• **TASK OBJECTIVE**
Could you copy out every one of the rows below, word for word and unchanged?

┌─ DATA TO PROCESS

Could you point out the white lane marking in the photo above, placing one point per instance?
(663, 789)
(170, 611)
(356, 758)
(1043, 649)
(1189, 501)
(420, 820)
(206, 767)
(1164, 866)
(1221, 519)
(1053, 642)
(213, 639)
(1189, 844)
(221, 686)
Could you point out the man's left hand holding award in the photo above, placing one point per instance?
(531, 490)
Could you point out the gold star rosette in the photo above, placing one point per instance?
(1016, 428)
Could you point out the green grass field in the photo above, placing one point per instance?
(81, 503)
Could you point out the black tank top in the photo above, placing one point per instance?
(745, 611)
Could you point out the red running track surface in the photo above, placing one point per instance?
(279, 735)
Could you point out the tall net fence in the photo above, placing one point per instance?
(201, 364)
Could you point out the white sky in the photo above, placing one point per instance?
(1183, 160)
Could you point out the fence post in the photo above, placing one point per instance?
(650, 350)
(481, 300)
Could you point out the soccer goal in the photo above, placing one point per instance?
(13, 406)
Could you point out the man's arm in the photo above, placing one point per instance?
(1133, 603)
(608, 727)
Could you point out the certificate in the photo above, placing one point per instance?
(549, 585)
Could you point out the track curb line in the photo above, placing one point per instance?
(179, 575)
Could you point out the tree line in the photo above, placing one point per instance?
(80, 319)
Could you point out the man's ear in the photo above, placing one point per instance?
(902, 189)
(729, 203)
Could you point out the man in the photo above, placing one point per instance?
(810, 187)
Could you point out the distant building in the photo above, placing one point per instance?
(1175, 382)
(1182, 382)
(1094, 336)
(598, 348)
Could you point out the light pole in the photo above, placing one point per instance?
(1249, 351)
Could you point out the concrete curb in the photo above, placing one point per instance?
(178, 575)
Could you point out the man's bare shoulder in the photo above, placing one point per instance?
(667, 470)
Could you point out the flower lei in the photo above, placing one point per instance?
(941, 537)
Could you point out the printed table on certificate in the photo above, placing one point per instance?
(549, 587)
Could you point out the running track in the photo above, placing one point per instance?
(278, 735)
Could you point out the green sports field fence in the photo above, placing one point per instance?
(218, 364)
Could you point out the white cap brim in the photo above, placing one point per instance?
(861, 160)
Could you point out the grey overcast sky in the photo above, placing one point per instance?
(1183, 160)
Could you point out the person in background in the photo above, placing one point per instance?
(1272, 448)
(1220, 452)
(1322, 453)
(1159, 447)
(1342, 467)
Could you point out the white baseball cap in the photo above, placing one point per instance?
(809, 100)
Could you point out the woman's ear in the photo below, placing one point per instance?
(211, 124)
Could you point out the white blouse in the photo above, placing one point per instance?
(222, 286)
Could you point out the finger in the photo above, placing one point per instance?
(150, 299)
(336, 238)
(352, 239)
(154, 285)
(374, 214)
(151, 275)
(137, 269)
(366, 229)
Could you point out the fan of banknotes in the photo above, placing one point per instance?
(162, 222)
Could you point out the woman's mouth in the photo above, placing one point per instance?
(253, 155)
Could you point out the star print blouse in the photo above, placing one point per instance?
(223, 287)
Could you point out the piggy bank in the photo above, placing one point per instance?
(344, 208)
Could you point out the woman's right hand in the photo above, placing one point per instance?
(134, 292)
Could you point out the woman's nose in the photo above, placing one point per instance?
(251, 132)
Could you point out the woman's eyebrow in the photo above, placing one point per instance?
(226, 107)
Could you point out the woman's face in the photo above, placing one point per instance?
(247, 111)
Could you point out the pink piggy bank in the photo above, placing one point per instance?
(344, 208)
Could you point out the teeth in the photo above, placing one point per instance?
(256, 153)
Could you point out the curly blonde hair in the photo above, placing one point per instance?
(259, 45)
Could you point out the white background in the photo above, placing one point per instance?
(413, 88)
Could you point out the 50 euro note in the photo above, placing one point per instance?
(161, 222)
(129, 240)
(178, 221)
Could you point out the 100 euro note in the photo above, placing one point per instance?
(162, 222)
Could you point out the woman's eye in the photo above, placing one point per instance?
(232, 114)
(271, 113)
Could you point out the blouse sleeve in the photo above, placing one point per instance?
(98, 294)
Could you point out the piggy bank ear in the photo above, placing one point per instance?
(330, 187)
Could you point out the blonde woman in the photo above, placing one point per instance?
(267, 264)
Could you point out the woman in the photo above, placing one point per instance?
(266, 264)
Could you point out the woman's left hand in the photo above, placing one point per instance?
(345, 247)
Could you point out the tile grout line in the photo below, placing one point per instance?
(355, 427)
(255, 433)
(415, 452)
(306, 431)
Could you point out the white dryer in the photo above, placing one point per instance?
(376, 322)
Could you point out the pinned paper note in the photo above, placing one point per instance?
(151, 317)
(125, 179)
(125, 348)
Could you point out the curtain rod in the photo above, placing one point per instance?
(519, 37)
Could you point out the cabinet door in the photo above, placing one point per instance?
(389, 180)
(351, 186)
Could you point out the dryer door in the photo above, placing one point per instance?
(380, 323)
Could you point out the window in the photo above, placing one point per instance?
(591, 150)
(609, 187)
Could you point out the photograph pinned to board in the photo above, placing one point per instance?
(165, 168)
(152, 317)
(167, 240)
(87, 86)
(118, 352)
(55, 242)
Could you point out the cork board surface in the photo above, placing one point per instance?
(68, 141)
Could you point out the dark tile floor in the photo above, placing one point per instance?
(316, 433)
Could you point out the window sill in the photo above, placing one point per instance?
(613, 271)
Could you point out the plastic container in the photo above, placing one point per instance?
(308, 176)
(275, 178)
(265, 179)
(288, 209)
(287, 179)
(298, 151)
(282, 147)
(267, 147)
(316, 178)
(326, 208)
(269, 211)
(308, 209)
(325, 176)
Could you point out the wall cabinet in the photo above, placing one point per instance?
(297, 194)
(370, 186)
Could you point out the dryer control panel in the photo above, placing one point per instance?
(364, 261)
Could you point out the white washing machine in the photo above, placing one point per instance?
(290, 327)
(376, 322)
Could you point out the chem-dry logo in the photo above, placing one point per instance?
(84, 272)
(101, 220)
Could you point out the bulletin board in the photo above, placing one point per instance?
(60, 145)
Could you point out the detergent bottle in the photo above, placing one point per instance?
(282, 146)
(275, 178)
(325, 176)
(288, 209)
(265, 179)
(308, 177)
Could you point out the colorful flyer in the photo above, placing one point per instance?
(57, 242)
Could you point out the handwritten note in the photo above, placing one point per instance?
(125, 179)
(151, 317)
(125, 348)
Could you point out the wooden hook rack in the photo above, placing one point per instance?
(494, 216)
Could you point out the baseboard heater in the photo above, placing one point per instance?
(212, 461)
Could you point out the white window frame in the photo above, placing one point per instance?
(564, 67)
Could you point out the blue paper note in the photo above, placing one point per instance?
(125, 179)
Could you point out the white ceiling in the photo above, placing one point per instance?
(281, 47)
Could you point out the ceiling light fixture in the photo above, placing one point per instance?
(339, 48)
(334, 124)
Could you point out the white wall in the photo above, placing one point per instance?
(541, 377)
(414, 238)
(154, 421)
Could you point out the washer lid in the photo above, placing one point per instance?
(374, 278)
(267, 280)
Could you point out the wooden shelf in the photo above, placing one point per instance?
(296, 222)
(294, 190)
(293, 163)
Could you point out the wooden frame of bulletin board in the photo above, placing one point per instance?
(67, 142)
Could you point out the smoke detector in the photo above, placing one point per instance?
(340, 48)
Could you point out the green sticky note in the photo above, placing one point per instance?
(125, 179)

└─

• **RESULT FOR THIS EXERCISE**
Could you point out the white lane marking in the photo above, placing one point per instance?
(663, 789)
(170, 611)
(356, 758)
(1043, 649)
(1189, 501)
(420, 820)
(206, 767)
(1164, 866)
(1221, 519)
(1053, 642)
(213, 639)
(1189, 844)
(221, 686)
Could you point out the man's left hand holding award in the photo above, placing one point per instance?
(531, 490)
Could you point out the gold star rosette in the photo above, placing one point per instance?
(1016, 428)
Could you point out the green grass field in the photo above, placing one point per instance?
(81, 503)
Could you point out the black tank top in the photo above, placing one point per instance?
(745, 611)
Could you point out the red running track surface in the photo above, placing one point per instance?
(279, 735)
Could you point out the tall net fence in the photo above, placing one point per instance?
(201, 364)
Could you point out the white sky in the photo above, placing one point per instance?
(1183, 160)
Could you point out the fence post in the photo above, placing one point per instance?
(650, 350)
(481, 300)
Could you point out the soccer goal in the photo above, placing one point per instance?
(13, 406)
Could you point out the man's arm in the photo above, placing one point per instance?
(1133, 603)
(608, 727)
Could you point out the certificate in the photo above, placing one point per instance?
(549, 585)
Could you point out the track curb line in the photo above, placing one point per instance?
(179, 575)
Could you point out the tree line in the photo above, placing one point per instance?
(80, 319)
Could you point out the man's ear in the photo above, placing one point per instance?
(902, 189)
(729, 203)
Could you point out the man in the photo above, placing one point per instance?
(810, 187)
Could you point out the distant building in the photo above, placing one point per instance?
(1175, 382)
(1182, 382)
(1094, 336)
(598, 348)
Could you point out the light pole in the photo above, placing one point per instance?
(1249, 351)
Could you point out the concrete curb in the photo above, placing one point per instance?
(178, 575)
Could you point out the man's bare shoulder in the photo above, placing one point per instance?
(667, 470)
Could you point out the flower lei in the photo above, placing one point per instance?
(941, 537)
Could you point out the printed table on certificate in the photo above, placing one point per instance?
(549, 587)
Could you point out the running track in the photo above, placing one point per instance?
(278, 735)
Could you point out the green sports field fence in the photo above, placing one point per instance?
(218, 364)
Could you point out the white cap brim in the photo above, placing one point per instance?
(861, 160)
Could you point out the grey overcast sky in the photo above, placing one point per instance?
(1183, 160)
Could you point out the person in background in the photo above, placing one point per instance?
(1272, 448)
(1220, 452)
(1322, 453)
(1159, 447)
(1342, 467)
Could you point out the white baseball cap in the photo above, placing one point per instance?
(809, 100)
Could you point out the woman's ear in the photo below, placing one point per instance?
(211, 124)
Could you point out the white blouse in the photo above, placing one point per instance?
(222, 286)
Could you point out the finger in the photo above, placing one point per instance?
(150, 299)
(336, 238)
(352, 239)
(154, 285)
(374, 214)
(151, 275)
(137, 269)
(366, 229)
Could you point out the fan of banknotes in the photo above, placing one point per instance?
(162, 222)
Could you point out the woman's mouth in the photo above, placing one point per instance?
(253, 155)
Could you point out the star print blouse in the photo above, placing one point per instance?
(223, 287)
Could you point out the piggy bank in the photo above, placing one point per instance?
(344, 208)
Could you point out the woman's right hand in the photo above, placing one point per instance?
(134, 292)
Could you point out the woman's nose in the photo above, placing one point per instance?
(251, 132)
Could you point out the woman's eyebrow in the photo above, placing one point per instance?
(226, 107)
Could you point out the woman's face in the photo above, placing one point per instance?
(247, 111)
Could you point out the pink piggy bank in the photo above, placing one point per instance?
(344, 208)
Could you point out the teeth in the photo above, placing one point per instance?
(256, 153)
Could you point out the curly blonde hair in the photo above, placing one point per instance?
(259, 45)
Could you point out the white background in the photo above, placing one point per instance?
(413, 88)
Could you point out the 50 euro note in the photo above, placing one point per instance?
(161, 222)
(129, 240)
(178, 221)
Could you point out the 100 euro note in the photo above, placing one point per instance?
(162, 222)
Could you point out the woman's eye in the photo above, placing one point per instance?
(232, 114)
(271, 113)
Could you point out the blouse sleeve in the photo above, placing one point per instance?
(98, 294)
Could you point out the piggy bank ear in the photo above, placing one point per instance?
(330, 187)
Could you point out the blonde woman in the photo above, placing one point per instance?
(267, 264)
Could you point out the woman in the photo above, placing one point per instance?
(266, 264)
Could you point out the woman's left hand in the photo above, placing one point per instance?
(345, 247)
Could you point out the tile grout line in the photo below, placing one point per instance?
(355, 427)
(255, 433)
(415, 452)
(306, 431)
Could you point out the white dryer in the photo above, placing one point per instance?
(376, 322)
Could you point out the pinned paper note in the photo above, placing one point per instance?
(151, 317)
(125, 179)
(125, 348)
Could you point out the curtain rod in the photo above, placing one point per instance?
(519, 37)
Could you point out the cabinet door in the photo above, placing one point per instance?
(389, 180)
(351, 186)
Could you point out the dryer door in the photo above, placing one point per instance?
(380, 323)
Could you point out the window in the photo above, placing one point per instance?
(591, 150)
(609, 187)
Could you point out the photograph pinned to board in the photo above, placing one point per instance?
(165, 168)
(152, 317)
(167, 240)
(87, 86)
(118, 352)
(55, 242)
Could you point out the cork board surface in the photo above, placing one point per instance?
(68, 141)
Could you point out the dark tile floor in the photo above, placing one point per instance?
(316, 433)
Could you point out the window sill in the photo above, placing one point per instance?
(613, 271)
Could you point out the plastic container in the photo above, placing one point per instance?
(308, 176)
(275, 178)
(265, 179)
(288, 209)
(287, 179)
(298, 151)
(282, 147)
(267, 147)
(316, 178)
(326, 208)
(269, 211)
(308, 209)
(325, 176)
Could you point out the wall cabinet in the photo above, placing one point per instance?
(297, 194)
(370, 186)
Could you point out the dryer control panel in the photo above, placing one point per instance?
(364, 261)
Could you point out the white washing machine in the photo above, placing one point per instance?
(290, 327)
(376, 322)
Could you point out the chem-dry logo in the photo above, placing one point per instance?
(84, 272)
(101, 220)
Could you point out the bulletin board in the photo above, placing one point per instance?
(60, 145)
Could you point out the detergent bottle in the photo above, placing one point per instance?
(282, 146)
(275, 178)
(325, 176)
(288, 209)
(265, 179)
(308, 177)
Could you point out the colorful flyer in the photo above, placing one point per instance?
(57, 242)
Could you point out the handwritten note in the photo above, placing one point per instance?
(125, 179)
(151, 317)
(125, 348)
Could you point out the wooden hook rack in the photo above, placing one point per instance?
(494, 216)
Could you point out the baseboard heater in the photo above, placing one point per instance?
(212, 461)
Could you point out the white window frame in the photo above, placing one point per instance?
(564, 67)
Could you point out the blue paper note in the photo above, placing one point per instance?
(125, 179)
Could you point out the white ceiling in the photo above, placing one point per instance?
(281, 47)
Could you point out the ceiling light fixture in the photo above, placing one point per instance?
(339, 48)
(334, 124)
Could you point out the white wall in the photo above, placing one point per instance?
(541, 377)
(414, 238)
(154, 421)
Could you point out the washer lid in the photo above, placing one point per instance?
(374, 278)
(267, 280)
Could you point out the wooden shelf in the photo above, placing one point per instance?
(296, 222)
(294, 190)
(293, 163)
Could you point out the wooden frame of bulletin board in the photo above, placing one point per instance?
(67, 142)
Could you point out the smoke detector in the photo above, placing one point per instance?
(340, 48)
Could you point out the green sticky note in the photo above, placing one point per instance?
(125, 179)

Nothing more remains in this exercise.